— START —
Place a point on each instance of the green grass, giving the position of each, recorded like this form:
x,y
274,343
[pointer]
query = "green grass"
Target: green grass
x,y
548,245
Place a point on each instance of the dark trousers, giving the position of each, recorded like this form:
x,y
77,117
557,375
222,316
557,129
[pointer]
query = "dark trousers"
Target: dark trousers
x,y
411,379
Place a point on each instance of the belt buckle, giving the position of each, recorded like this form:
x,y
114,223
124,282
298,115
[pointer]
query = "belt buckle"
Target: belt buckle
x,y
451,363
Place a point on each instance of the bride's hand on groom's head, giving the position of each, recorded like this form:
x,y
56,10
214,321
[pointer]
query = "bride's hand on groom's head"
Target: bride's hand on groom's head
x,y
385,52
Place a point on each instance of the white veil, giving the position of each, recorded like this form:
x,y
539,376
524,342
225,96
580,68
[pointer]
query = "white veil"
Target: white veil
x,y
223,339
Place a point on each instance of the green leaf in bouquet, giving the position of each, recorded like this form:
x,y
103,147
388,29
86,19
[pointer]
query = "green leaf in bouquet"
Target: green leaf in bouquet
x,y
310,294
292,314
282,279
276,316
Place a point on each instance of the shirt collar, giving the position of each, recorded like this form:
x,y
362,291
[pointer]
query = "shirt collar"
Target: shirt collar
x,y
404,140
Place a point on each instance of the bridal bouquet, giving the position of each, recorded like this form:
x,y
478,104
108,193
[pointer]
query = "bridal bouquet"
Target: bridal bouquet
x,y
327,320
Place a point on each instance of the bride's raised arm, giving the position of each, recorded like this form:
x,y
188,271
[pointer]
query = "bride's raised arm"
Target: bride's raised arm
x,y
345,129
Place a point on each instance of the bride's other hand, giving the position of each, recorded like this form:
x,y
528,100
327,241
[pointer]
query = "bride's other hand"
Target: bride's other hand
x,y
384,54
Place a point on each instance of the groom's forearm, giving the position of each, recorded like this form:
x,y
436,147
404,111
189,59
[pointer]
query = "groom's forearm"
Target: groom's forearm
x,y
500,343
— END —
• [What you have to do]
Reproduce all of the material above, changing each occurrence of "instance" to "occurrence" and leaving everything else as it stands.

• [Full answer]
Place a point on each occurrence of the green grass, giving the position of each, recorded like this form:
x,y
274,343
[pointer]
query = "green grass"
Target: green grass
x,y
548,245
Place a point on each occurrence of the dark trousers, giving the position of each, recorded like this form:
x,y
77,117
557,375
222,316
557,129
[pointer]
query = "dark trousers"
Target: dark trousers
x,y
411,379
Place a point on each occurrence of the belt buckle, giving the position of each, recorded like this form:
x,y
114,223
124,282
298,115
[pointer]
query = "belt buckle"
Target: belt buckle
x,y
451,363
Place a point on each occurrence of the bride's hand on groom's head, giving the position of each, recorded like this form:
x,y
56,10
214,321
[pointer]
query = "bride's hand on groom's head"
Target: bride's hand on groom's head
x,y
385,52
Place a point on each occurrence of the white veil, giving the position of each, recorded like this form:
x,y
539,376
524,342
225,96
580,68
[pointer]
query = "white veil"
Target: white veil
x,y
223,339
Place a point on each occurrence of the green leaf in bouquet, giving the position of each, recorded like this form:
x,y
103,147
388,29
86,19
[pointer]
query = "green leaf in bouquet"
Target: green leaf in bouquet
x,y
310,294
292,314
282,279
276,316
Place a point on each occurrence of the shirt collar, giving the position of each, recorded like this form:
x,y
362,291
[pointer]
query = "shirt collar"
Target: shirt collar
x,y
404,140
Place a point on each occurrence of the bridal bouquet, giving the position of each, recorded like this form:
x,y
478,104
108,193
[pointer]
query = "bridal bouquet"
Target: bridal bouquet
x,y
327,320
Place a point on each occurrence of the bride's raised arm, giving the position of each, recorded like this form:
x,y
188,271
[pointer]
query = "bride's raised arm"
Target: bride's raised arm
x,y
345,129
Place a point on each occurrence of the bride's other hand, giving the position of each, recorded like this form:
x,y
528,100
327,241
[pointer]
query = "bride's other hand"
Target: bride's other hand
x,y
384,54
Place a point on each occurrence of the groom's forearm, giving the position of each, recorded like this form:
x,y
436,147
404,111
189,59
[pointer]
query = "groom's forearm"
Target: groom's forearm
x,y
500,343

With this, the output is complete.